- _Provided material_:
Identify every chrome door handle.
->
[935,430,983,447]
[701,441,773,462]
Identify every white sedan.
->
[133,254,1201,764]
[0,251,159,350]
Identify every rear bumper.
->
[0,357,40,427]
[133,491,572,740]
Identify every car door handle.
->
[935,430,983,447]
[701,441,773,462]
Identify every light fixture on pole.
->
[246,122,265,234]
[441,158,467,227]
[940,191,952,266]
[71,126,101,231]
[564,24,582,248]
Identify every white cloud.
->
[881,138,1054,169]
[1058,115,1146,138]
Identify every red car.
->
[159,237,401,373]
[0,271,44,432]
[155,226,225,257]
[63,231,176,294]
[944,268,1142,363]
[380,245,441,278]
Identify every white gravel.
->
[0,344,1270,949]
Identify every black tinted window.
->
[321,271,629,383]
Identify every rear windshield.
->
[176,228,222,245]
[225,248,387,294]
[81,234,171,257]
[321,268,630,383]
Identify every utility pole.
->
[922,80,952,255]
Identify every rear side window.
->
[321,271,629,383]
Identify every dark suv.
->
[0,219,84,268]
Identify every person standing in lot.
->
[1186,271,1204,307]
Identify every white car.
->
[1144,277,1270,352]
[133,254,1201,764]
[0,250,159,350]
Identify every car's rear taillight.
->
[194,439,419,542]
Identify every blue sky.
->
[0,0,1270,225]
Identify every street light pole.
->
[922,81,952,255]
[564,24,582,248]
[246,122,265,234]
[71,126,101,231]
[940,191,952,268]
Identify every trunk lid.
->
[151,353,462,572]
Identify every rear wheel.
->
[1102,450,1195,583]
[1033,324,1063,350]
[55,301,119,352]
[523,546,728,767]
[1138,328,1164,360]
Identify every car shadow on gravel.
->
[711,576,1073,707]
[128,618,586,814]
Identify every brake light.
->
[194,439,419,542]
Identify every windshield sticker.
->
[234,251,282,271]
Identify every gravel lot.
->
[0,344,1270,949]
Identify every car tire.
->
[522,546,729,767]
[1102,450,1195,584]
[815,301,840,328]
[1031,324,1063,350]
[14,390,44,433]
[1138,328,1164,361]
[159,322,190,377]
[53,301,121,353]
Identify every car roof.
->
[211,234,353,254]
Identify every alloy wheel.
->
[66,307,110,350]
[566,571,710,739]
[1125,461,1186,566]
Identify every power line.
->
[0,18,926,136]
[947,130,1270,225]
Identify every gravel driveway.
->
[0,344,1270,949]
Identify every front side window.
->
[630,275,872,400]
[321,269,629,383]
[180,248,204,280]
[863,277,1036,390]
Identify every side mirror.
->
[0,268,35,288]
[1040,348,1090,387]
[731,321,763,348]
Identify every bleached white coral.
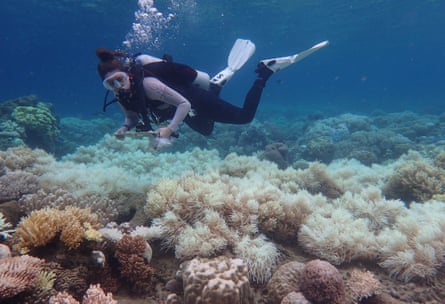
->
[234,234,281,284]
[0,212,15,239]
[378,201,445,282]
[298,208,377,265]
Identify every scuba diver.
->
[96,39,328,149]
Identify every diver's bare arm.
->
[144,77,191,132]
[119,104,139,130]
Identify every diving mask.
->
[103,72,130,92]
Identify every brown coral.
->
[181,256,254,304]
[345,269,381,303]
[0,255,43,300]
[15,207,97,252]
[114,235,153,293]
[82,284,117,304]
[49,291,79,304]
[267,261,305,303]
[300,259,345,304]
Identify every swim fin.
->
[260,40,329,72]
[210,39,255,87]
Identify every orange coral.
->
[345,269,381,303]
[115,235,153,292]
[15,207,97,252]
[0,255,43,300]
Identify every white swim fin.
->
[260,40,329,72]
[210,39,255,87]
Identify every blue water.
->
[0,0,445,117]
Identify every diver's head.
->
[96,48,126,80]
[103,70,131,93]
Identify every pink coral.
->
[300,259,345,304]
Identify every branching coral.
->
[0,255,43,300]
[18,189,118,224]
[384,152,445,203]
[14,207,97,252]
[267,261,305,303]
[49,284,117,304]
[11,102,60,151]
[345,269,382,303]
[0,212,15,239]
[114,235,154,293]
[234,235,280,284]
[181,256,254,304]
[0,171,38,203]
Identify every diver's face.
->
[103,71,131,93]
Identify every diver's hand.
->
[156,127,173,138]
[114,126,128,139]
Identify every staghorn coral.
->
[18,189,119,224]
[49,291,80,304]
[82,284,117,304]
[298,207,378,265]
[0,171,38,203]
[280,291,311,304]
[260,143,289,169]
[377,201,445,282]
[14,207,97,252]
[0,212,15,239]
[267,261,305,303]
[383,152,445,203]
[114,235,154,293]
[0,255,44,300]
[301,162,343,198]
[181,256,254,304]
[234,235,280,284]
[49,284,118,304]
[51,264,89,299]
[300,260,345,304]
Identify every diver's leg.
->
[191,76,272,124]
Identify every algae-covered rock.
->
[11,102,60,152]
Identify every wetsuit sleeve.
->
[144,77,191,131]
[119,104,138,130]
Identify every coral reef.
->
[300,260,345,304]
[181,256,254,304]
[114,235,154,293]
[260,143,289,169]
[49,284,118,304]
[0,171,38,203]
[267,261,305,303]
[384,152,445,203]
[14,207,97,252]
[17,189,119,225]
[11,102,60,152]
[0,212,15,239]
[345,269,381,303]
[0,255,43,300]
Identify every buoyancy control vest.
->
[104,54,210,131]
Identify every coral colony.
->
[0,103,445,304]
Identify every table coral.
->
[181,256,254,304]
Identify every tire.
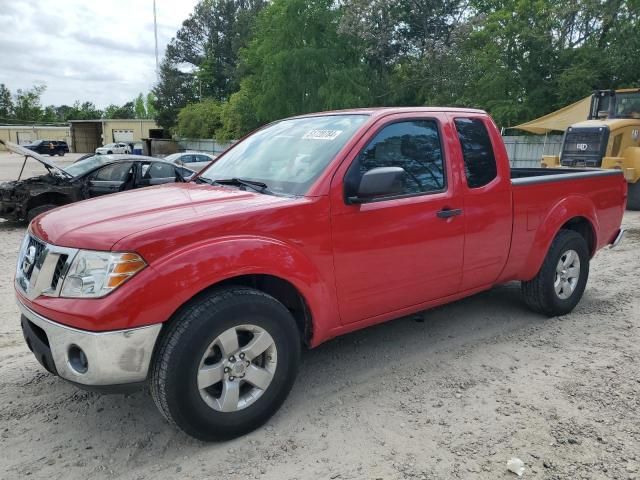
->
[522,230,590,317]
[627,180,640,210]
[150,287,301,441]
[27,203,60,223]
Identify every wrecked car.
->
[0,140,195,222]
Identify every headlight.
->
[60,250,147,298]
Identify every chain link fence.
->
[502,135,562,167]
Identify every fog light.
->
[67,345,89,374]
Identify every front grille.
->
[16,234,78,300]
[51,254,69,290]
[24,237,44,280]
[560,127,609,167]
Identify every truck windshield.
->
[201,114,368,195]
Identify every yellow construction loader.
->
[542,89,640,210]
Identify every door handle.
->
[436,208,462,218]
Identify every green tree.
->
[0,83,14,121]
[144,92,156,118]
[103,102,138,119]
[41,105,62,123]
[460,0,640,126]
[65,100,102,121]
[176,98,222,138]
[225,0,372,133]
[133,93,147,118]
[153,0,266,129]
[216,88,260,142]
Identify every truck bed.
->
[511,168,622,185]
[506,168,626,280]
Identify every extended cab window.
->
[455,118,498,188]
[345,120,445,195]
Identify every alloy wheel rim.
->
[197,325,278,412]
[553,250,580,300]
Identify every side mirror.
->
[348,167,407,203]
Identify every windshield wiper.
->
[213,177,273,195]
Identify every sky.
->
[0,0,197,108]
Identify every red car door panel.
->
[331,115,464,323]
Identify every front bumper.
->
[18,301,162,387]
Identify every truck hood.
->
[0,140,73,178]
[30,183,292,250]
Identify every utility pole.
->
[153,0,160,83]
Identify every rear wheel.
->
[27,203,60,222]
[522,230,589,317]
[627,180,640,210]
[151,287,300,441]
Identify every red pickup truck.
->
[15,108,627,440]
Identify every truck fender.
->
[151,236,339,344]
[522,195,599,280]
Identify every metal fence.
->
[178,135,562,167]
[178,138,233,155]
[502,135,562,167]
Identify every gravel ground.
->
[0,154,640,480]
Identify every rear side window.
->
[93,163,132,182]
[142,162,176,178]
[345,120,445,195]
[455,118,498,188]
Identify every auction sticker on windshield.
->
[302,129,342,140]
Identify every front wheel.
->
[151,287,300,441]
[522,230,589,317]
[627,180,640,210]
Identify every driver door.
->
[331,114,464,324]
[89,162,134,197]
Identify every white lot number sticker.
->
[302,129,342,140]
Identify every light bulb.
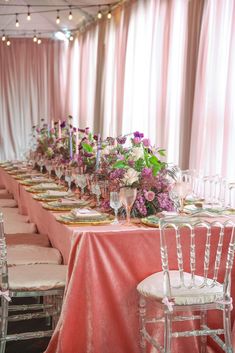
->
[27,5,31,21]
[16,14,20,27]
[56,10,60,24]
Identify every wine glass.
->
[120,187,137,224]
[173,173,192,213]
[46,160,52,180]
[75,174,87,195]
[65,169,73,192]
[110,191,122,224]
[55,165,63,185]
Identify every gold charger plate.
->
[56,214,114,226]
[42,201,89,212]
[140,216,160,228]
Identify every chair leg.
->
[139,296,146,353]
[200,311,207,353]
[164,311,172,353]
[223,304,233,353]
[0,296,9,353]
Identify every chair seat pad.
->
[8,265,67,291]
[6,233,50,247]
[7,245,62,266]
[137,271,223,305]
[4,221,37,234]
[0,199,17,207]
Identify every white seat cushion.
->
[137,271,223,305]
[5,233,50,247]
[8,265,67,291]
[7,244,62,266]
[4,221,37,234]
[0,199,17,207]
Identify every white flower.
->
[131,147,144,161]
[122,168,139,185]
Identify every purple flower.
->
[117,136,126,145]
[109,169,125,180]
[142,138,150,147]
[134,131,144,139]
[141,168,153,178]
[133,137,141,145]
[144,191,155,202]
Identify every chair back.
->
[160,216,235,299]
[0,212,9,292]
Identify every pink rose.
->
[144,191,155,202]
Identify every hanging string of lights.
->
[0,0,123,46]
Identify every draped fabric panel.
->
[0,39,71,159]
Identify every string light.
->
[16,13,20,27]
[27,5,31,21]
[69,5,73,21]
[2,31,6,42]
[97,7,103,20]
[56,10,60,24]
[107,8,112,20]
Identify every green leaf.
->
[82,143,93,153]
[113,161,127,169]
[157,149,166,157]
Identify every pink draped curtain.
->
[0,0,235,180]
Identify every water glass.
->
[120,187,137,224]
[110,191,122,224]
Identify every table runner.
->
[0,166,235,353]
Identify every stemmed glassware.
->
[120,187,137,224]
[75,174,87,195]
[65,169,73,192]
[173,172,192,213]
[55,165,63,185]
[46,160,52,180]
[110,191,122,224]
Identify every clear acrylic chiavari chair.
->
[0,213,67,353]
[137,217,235,353]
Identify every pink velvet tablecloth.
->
[0,168,235,353]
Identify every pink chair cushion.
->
[0,190,13,199]
[8,265,67,291]
[4,221,37,234]
[0,198,17,207]
[7,244,62,266]
[6,233,50,247]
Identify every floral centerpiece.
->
[101,131,174,217]
[28,117,174,217]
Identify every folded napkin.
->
[46,190,68,197]
[34,183,58,189]
[71,208,103,218]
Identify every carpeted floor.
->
[5,299,50,353]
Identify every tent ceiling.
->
[0,0,119,37]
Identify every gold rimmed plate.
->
[42,200,89,212]
[56,213,114,226]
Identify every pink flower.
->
[142,138,150,147]
[133,137,141,145]
[144,191,155,202]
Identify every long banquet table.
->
[0,168,235,353]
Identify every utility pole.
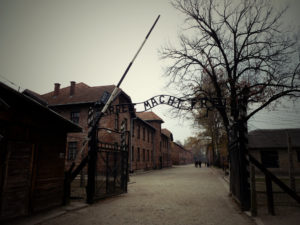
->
[286,132,296,191]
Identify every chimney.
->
[70,81,76,96]
[53,83,60,96]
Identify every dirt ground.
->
[41,165,255,225]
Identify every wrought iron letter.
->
[144,101,152,111]
[168,96,175,106]
[159,95,165,104]
[151,98,158,108]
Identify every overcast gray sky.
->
[0,0,300,142]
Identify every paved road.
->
[42,165,255,225]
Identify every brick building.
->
[40,81,187,172]
[129,116,156,172]
[0,82,81,221]
[248,129,300,176]
[41,81,134,170]
[172,142,194,165]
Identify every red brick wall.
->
[130,119,156,171]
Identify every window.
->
[260,151,279,168]
[137,148,141,162]
[115,113,119,130]
[137,124,141,139]
[131,146,134,161]
[71,112,79,124]
[132,122,135,137]
[297,151,300,162]
[124,118,128,130]
[68,141,77,160]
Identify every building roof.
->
[136,112,164,123]
[0,82,82,132]
[161,128,173,141]
[248,129,300,149]
[135,116,156,131]
[41,82,131,106]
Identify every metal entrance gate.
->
[94,142,128,199]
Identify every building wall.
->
[249,149,300,176]
[0,99,72,220]
[161,135,172,168]
[147,120,163,169]
[130,119,156,172]
[53,95,131,172]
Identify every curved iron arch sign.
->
[104,95,226,115]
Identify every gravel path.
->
[42,165,255,225]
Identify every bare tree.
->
[160,0,300,135]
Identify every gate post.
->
[86,126,98,204]
[86,108,100,204]
[238,86,251,211]
[228,86,251,211]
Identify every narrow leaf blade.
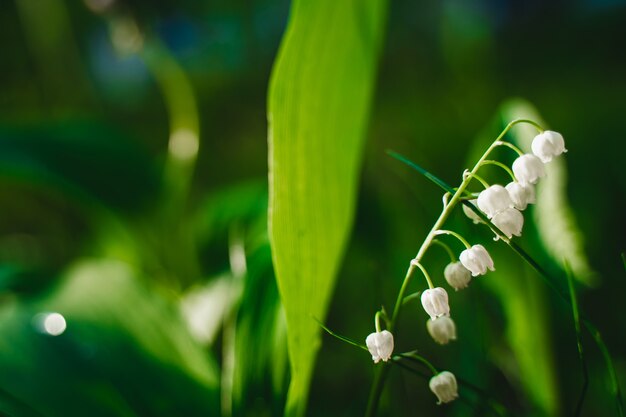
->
[268,0,386,416]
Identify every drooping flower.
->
[459,245,495,277]
[491,208,524,240]
[426,316,456,345]
[428,371,459,404]
[477,184,513,218]
[365,330,393,363]
[462,199,482,224]
[443,262,472,291]
[505,182,537,210]
[513,153,546,185]
[421,287,450,320]
[530,130,567,163]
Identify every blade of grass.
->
[313,318,369,352]
[387,150,454,193]
[563,261,589,416]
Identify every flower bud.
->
[462,200,483,224]
[443,262,472,291]
[513,153,546,185]
[426,316,456,345]
[491,209,524,240]
[530,130,567,163]
[505,182,537,210]
[365,330,393,363]
[428,371,459,404]
[459,245,495,277]
[477,184,513,218]
[422,287,450,320]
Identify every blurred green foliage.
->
[0,0,626,417]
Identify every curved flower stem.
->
[394,352,439,375]
[411,259,435,289]
[495,140,524,156]
[481,159,517,181]
[435,230,472,249]
[365,119,540,417]
[374,310,381,333]
[433,239,456,262]
[463,169,489,189]
[402,291,422,305]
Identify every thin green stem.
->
[496,141,524,156]
[463,171,489,189]
[365,119,538,417]
[433,239,456,262]
[481,159,517,181]
[374,310,381,333]
[435,230,472,249]
[411,259,435,288]
[564,262,589,416]
[402,291,422,305]
[393,352,439,375]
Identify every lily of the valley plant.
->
[366,119,566,416]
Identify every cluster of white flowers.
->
[365,130,567,404]
[470,130,567,240]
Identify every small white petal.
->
[459,245,495,277]
[531,130,567,163]
[476,184,513,218]
[428,371,459,404]
[421,287,450,319]
[512,153,546,186]
[426,316,456,345]
[491,209,524,240]
[365,330,393,363]
[443,262,472,291]
[505,182,535,210]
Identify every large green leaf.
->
[268,0,386,416]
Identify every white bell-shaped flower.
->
[505,182,537,210]
[462,200,482,224]
[530,130,567,163]
[477,184,513,219]
[443,262,472,291]
[491,208,524,240]
[421,287,450,319]
[513,153,546,185]
[459,245,495,277]
[365,330,393,363]
[426,316,456,345]
[428,371,459,404]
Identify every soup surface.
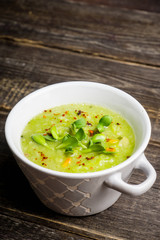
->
[21,104,135,173]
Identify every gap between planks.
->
[0,35,160,69]
[0,206,124,240]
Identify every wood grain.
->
[0,214,88,240]
[0,0,160,66]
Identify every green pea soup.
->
[21,104,135,173]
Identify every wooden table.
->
[0,0,160,240]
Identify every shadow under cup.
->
[5,82,156,216]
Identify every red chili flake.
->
[77,110,82,116]
[42,163,47,166]
[86,157,94,160]
[88,130,94,137]
[87,121,92,126]
[106,138,111,142]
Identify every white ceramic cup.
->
[5,82,156,216]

- _What is being asked_:
Copy the rows above, unchanged, from the line containing "Identify every street light pole." through the line containing "[1138,328,1164,360]", including both of those lines.

- _Answer for the task_:
Identify every street light pole.
->
[922,81,952,255]
[564,24,582,248]
[246,122,265,234]
[71,126,101,231]
[940,191,952,268]
Identify every trunk lid.
->
[151,353,462,572]
Identify every rear wheel.
->
[1102,450,1195,583]
[1033,324,1063,350]
[55,301,119,352]
[523,546,728,767]
[1138,328,1164,360]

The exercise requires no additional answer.